Return each line of the items below that contains the word "fishing".

▸ **RAW RECORDS**:
* START *

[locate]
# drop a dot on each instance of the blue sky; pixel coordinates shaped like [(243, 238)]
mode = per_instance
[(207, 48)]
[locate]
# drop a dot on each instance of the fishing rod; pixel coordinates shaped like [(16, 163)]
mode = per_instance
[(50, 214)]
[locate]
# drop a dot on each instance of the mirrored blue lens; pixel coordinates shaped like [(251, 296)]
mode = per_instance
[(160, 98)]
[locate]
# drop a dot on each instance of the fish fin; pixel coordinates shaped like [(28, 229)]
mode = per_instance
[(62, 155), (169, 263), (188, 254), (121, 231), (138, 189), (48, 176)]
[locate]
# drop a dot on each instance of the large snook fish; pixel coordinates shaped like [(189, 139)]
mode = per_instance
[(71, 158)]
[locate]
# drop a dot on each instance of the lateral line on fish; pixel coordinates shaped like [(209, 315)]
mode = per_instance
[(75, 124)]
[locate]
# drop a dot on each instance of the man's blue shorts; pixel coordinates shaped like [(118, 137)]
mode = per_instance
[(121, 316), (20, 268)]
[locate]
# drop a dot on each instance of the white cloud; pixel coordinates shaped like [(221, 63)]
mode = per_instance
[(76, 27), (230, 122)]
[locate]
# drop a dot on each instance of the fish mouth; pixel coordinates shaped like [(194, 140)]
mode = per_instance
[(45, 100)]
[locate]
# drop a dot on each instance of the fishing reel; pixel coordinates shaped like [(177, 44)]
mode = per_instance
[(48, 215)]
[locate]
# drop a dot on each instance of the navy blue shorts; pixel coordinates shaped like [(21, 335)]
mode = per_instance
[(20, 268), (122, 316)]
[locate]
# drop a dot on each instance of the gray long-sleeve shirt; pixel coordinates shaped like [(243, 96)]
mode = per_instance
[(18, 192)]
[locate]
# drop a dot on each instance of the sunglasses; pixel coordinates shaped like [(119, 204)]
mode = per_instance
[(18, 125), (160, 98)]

* END *
* START *

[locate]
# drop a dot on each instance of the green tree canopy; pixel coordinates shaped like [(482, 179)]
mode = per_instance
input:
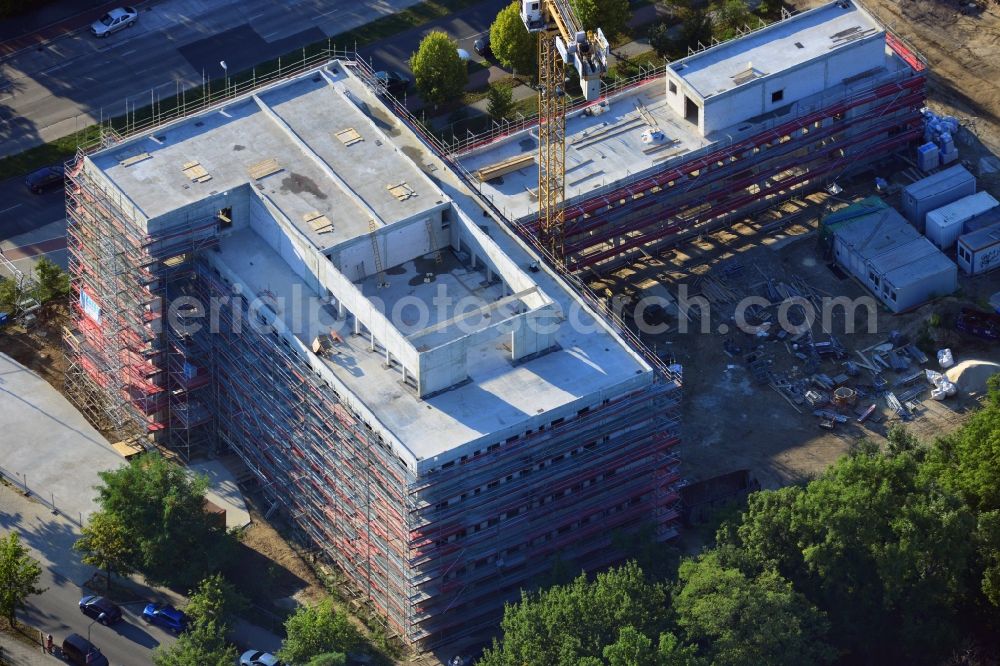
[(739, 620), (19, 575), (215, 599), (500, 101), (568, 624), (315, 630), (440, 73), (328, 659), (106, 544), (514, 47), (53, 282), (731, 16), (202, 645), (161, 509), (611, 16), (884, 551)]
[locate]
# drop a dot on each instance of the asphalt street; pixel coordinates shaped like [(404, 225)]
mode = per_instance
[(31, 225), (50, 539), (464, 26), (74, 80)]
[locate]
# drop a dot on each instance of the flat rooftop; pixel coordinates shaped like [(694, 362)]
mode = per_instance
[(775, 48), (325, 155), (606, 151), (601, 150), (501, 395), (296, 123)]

* END *

▸ **RESPONSE FOR THIS EXERCISE**:
# drop a dot on each instance of the fishing rod; pixel coordinates shaped like [(16, 163)]
# drop a dot on each instance of the fishing reel; pixel coordinates shaped like [(177, 44)]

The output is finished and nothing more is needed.